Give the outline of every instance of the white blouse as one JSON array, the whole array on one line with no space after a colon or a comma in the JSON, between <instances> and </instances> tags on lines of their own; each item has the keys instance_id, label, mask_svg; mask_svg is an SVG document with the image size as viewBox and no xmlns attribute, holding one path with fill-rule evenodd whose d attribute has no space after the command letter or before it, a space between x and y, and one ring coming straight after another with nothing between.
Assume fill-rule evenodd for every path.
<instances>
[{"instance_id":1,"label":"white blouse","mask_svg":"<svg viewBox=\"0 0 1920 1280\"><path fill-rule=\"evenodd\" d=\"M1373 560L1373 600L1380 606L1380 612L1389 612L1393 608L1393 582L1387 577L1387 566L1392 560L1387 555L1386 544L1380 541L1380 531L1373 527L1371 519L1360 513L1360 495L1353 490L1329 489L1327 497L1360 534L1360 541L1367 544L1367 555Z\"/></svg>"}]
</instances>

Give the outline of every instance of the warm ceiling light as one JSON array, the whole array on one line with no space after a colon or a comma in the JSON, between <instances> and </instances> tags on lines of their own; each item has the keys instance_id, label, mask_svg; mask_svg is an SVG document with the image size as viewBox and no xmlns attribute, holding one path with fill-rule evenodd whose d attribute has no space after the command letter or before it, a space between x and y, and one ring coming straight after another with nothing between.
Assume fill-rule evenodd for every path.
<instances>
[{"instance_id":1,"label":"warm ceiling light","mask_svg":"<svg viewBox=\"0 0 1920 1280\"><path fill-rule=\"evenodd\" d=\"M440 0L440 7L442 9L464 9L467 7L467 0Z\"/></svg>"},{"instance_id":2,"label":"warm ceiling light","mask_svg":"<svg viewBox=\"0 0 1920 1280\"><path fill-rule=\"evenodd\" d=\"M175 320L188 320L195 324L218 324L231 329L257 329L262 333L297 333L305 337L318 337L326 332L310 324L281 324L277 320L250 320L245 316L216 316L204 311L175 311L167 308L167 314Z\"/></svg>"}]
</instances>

» Your task
Restate each record word for word.

» Solution below
Give the outline of every instance of the white blouse as one JSON array, the whole array on one line with no space after a colon or a comma in the JSON, between <instances> and </instances> tags on lines of their own; each item has the keys instance_id, label, mask_svg; mask_svg is an SVG document with the image size as viewBox and no xmlns attribute, holding one path with fill-rule evenodd whose d attribute has no space after the command letter or before it, a space between x and y, and one ring coming straight after another with nothing between.
Assume fill-rule evenodd for every path.
<instances>
[{"instance_id":1,"label":"white blouse","mask_svg":"<svg viewBox=\"0 0 1920 1280\"><path fill-rule=\"evenodd\" d=\"M1373 560L1373 600L1380 606L1380 612L1389 612L1393 608L1393 582L1387 577L1387 566L1392 560L1387 555L1386 544L1380 541L1380 531L1373 527L1371 519L1360 513L1360 495L1353 490L1329 489L1327 497L1360 534L1360 541L1367 544L1367 555Z\"/></svg>"}]
</instances>

Give the outline of every instance of the warm ceiling light as one JSON array, the whole array on one line with no space after a colon or a comma in the JSON, between <instances> and </instances> tags on lines of their own; each item has the keys instance_id, label, mask_svg; mask_svg is an SVG document with the image size as viewBox and no xmlns attribute, holding one path with fill-rule evenodd whose d attribute has no space after the command letter or before it, a space between x and y, and one ring coming straight after another with nothing between.
Assume fill-rule evenodd for every path.
<instances>
[{"instance_id":1,"label":"warm ceiling light","mask_svg":"<svg viewBox=\"0 0 1920 1280\"><path fill-rule=\"evenodd\" d=\"M440 0L440 7L442 9L464 9L467 7L467 0Z\"/></svg>"},{"instance_id":2,"label":"warm ceiling light","mask_svg":"<svg viewBox=\"0 0 1920 1280\"><path fill-rule=\"evenodd\" d=\"M175 320L188 320L195 324L218 324L231 329L257 329L262 333L297 333L305 337L318 337L326 332L310 324L281 324L277 320L250 320L245 316L216 316L204 311L175 311L167 308L167 314Z\"/></svg>"}]
</instances>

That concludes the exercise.